# [TASK PROMPT]
Only the lines from the one with "x=406, y=47" through the end of the material below belong in the reply; transcribe them exactly.

──────── SUPPLIED MATERIAL

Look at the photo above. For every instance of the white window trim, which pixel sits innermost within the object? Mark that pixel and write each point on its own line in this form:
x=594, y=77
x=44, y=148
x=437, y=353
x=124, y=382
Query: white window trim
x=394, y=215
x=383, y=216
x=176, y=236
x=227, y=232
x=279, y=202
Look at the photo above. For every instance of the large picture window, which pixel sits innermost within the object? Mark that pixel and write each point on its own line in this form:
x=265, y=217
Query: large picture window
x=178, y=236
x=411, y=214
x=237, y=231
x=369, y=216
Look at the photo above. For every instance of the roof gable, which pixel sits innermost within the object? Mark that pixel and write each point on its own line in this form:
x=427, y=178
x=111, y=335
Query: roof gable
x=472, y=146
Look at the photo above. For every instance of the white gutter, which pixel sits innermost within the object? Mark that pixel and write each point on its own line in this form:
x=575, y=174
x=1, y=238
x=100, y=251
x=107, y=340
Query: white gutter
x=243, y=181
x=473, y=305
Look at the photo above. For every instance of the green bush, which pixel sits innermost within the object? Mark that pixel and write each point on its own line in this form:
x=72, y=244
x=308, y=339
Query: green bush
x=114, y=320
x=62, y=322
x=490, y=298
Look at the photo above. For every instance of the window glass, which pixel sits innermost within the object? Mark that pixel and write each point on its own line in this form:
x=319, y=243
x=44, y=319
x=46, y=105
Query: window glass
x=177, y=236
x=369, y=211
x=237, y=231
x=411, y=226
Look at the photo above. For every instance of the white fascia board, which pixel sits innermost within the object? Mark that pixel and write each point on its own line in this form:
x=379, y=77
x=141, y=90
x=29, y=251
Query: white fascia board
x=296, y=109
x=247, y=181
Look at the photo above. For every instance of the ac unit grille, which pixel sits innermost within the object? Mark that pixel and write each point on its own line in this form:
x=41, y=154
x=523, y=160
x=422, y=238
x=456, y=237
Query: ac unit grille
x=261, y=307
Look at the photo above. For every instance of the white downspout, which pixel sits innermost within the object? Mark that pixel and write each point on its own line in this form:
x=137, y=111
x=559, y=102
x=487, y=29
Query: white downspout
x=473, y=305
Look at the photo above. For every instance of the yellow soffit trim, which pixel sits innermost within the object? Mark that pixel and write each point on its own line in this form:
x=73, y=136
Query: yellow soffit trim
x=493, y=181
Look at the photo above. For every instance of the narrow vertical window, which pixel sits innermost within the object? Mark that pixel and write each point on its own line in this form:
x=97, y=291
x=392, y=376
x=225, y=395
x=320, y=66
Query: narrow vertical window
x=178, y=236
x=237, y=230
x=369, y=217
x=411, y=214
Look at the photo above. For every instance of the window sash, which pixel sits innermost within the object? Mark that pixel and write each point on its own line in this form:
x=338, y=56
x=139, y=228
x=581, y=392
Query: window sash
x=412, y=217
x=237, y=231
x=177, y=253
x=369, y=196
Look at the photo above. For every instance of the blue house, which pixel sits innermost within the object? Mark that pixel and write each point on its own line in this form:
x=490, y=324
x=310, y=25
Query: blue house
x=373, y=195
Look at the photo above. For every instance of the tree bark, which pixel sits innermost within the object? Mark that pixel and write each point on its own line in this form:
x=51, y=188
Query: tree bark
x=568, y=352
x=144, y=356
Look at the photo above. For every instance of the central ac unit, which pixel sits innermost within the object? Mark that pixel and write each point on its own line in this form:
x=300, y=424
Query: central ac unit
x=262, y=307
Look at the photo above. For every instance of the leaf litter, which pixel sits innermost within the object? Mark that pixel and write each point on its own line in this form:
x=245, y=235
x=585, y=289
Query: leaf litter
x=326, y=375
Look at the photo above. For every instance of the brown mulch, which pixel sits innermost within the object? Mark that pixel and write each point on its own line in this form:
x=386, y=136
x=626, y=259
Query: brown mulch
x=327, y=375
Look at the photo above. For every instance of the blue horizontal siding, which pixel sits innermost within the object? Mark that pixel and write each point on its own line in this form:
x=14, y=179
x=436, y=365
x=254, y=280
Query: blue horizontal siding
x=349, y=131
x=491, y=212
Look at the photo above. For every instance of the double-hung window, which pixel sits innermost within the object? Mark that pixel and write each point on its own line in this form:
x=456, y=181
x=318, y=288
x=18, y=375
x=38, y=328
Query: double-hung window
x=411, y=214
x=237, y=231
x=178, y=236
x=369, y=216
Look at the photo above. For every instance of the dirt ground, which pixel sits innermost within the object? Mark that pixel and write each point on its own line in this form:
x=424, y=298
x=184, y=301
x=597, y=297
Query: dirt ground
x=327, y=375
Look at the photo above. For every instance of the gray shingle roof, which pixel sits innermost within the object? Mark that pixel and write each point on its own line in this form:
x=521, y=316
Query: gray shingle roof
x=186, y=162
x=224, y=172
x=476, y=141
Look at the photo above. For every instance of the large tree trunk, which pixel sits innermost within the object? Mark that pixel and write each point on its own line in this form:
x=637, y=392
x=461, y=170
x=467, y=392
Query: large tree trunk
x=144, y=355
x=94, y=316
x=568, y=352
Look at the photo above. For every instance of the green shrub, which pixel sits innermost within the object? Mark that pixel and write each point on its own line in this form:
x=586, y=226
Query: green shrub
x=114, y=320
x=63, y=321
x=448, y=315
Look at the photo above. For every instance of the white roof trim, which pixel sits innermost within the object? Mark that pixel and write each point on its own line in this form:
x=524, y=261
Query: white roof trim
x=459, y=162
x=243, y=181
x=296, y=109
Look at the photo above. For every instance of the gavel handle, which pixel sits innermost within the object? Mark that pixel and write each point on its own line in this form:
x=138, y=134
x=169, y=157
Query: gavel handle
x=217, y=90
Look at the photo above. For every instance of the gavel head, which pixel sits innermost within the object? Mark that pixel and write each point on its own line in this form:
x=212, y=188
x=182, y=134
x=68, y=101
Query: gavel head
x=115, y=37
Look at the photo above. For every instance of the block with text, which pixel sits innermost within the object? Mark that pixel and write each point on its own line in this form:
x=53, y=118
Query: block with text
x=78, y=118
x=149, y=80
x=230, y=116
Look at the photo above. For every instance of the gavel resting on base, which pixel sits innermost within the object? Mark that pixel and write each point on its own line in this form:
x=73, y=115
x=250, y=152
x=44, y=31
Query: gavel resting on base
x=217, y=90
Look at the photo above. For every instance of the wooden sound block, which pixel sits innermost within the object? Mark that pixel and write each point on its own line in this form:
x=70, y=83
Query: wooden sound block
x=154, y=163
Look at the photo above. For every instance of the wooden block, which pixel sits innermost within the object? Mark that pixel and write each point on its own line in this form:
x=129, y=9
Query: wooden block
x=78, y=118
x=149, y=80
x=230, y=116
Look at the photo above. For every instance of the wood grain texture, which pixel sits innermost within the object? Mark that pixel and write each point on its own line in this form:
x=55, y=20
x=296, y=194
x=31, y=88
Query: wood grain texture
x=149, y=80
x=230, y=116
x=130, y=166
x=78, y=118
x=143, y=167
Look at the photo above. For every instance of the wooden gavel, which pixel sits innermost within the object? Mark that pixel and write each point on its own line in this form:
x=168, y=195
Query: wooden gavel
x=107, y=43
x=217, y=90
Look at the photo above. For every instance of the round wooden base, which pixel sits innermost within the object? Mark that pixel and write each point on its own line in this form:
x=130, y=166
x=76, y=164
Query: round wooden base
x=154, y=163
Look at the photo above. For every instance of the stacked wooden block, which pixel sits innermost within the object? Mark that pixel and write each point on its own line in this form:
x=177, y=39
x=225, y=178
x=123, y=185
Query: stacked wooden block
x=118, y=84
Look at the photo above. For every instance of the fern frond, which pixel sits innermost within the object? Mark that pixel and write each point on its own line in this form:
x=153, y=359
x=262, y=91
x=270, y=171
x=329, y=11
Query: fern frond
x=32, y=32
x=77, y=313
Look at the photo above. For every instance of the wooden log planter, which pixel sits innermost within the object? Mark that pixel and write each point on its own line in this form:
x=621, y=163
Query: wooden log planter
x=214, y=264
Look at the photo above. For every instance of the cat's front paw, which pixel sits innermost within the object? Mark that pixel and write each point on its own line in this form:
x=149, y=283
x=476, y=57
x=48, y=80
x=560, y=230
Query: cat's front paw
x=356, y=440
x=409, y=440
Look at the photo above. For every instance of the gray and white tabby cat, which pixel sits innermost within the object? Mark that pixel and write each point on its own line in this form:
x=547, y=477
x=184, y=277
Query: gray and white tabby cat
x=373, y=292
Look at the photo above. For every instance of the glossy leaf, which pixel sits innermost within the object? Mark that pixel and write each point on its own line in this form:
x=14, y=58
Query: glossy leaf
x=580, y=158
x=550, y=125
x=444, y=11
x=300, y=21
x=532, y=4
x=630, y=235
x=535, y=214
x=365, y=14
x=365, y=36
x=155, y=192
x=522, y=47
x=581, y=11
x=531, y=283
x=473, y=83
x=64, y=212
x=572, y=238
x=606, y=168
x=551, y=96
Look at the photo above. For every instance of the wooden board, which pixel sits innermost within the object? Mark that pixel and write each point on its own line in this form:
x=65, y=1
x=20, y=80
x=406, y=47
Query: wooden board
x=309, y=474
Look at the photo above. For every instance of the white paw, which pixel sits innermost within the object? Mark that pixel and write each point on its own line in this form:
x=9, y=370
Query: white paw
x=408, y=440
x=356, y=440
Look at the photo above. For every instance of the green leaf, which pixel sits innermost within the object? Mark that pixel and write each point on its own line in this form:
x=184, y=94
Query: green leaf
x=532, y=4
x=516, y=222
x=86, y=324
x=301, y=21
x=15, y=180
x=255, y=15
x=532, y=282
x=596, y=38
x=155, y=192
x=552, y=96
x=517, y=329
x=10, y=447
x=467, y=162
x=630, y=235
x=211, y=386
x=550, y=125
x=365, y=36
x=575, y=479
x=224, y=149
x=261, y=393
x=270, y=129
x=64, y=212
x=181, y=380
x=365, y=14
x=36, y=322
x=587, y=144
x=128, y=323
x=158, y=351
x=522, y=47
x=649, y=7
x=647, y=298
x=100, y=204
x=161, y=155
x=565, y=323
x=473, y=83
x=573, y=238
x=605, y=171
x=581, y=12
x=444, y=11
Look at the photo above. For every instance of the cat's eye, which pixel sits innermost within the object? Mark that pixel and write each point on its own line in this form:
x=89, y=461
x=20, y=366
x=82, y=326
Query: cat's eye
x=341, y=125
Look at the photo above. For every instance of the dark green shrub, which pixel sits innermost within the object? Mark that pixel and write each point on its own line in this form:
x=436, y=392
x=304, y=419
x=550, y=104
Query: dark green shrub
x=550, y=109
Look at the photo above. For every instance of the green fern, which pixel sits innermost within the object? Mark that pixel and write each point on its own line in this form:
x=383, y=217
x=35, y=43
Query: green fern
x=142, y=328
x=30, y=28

────────────────

# [COMPLETED TASK]
x=406, y=47
Query: wooden board
x=309, y=474
Look at the photo above. For every instance of the white paw, which pixel sits innermost within the object? Mark that pixel and write each point on its own line in this form:
x=9, y=370
Query: white paw
x=408, y=440
x=356, y=440
Look at the photo above. For every instance of the green leaf, which pixel sits innermost within the object? Mark that pixel and write each point on its own line in this form:
x=184, y=94
Query: green leaf
x=532, y=4
x=516, y=222
x=86, y=324
x=301, y=21
x=15, y=180
x=255, y=15
x=532, y=282
x=596, y=38
x=155, y=192
x=552, y=96
x=517, y=329
x=10, y=447
x=467, y=162
x=630, y=235
x=211, y=386
x=550, y=125
x=365, y=36
x=575, y=479
x=224, y=149
x=261, y=393
x=270, y=129
x=64, y=212
x=181, y=380
x=365, y=14
x=36, y=322
x=587, y=144
x=128, y=323
x=158, y=351
x=522, y=47
x=649, y=7
x=647, y=298
x=100, y=204
x=161, y=155
x=565, y=323
x=473, y=83
x=573, y=238
x=605, y=171
x=581, y=12
x=444, y=11
Look at the photo above. For every instance of the cat's eye, which pixel sits innermost within the object? Mark that pixel and write each point on its own line in this form:
x=89, y=461
x=20, y=366
x=82, y=326
Query: cat's eye
x=341, y=125
Look at the photo above. For every instance of the dark green shrub, which pixel sits innermost within the object? Mark that pixel and write each point on its own line in this form:
x=436, y=392
x=304, y=419
x=550, y=104
Query: dark green shrub
x=550, y=109
Look at the photo above. For every instance of the green fern, which pixel sits innermost within the object? Mark that pixel and write each point on its own line in this form:
x=383, y=217
x=35, y=43
Query: green fern
x=142, y=328
x=30, y=28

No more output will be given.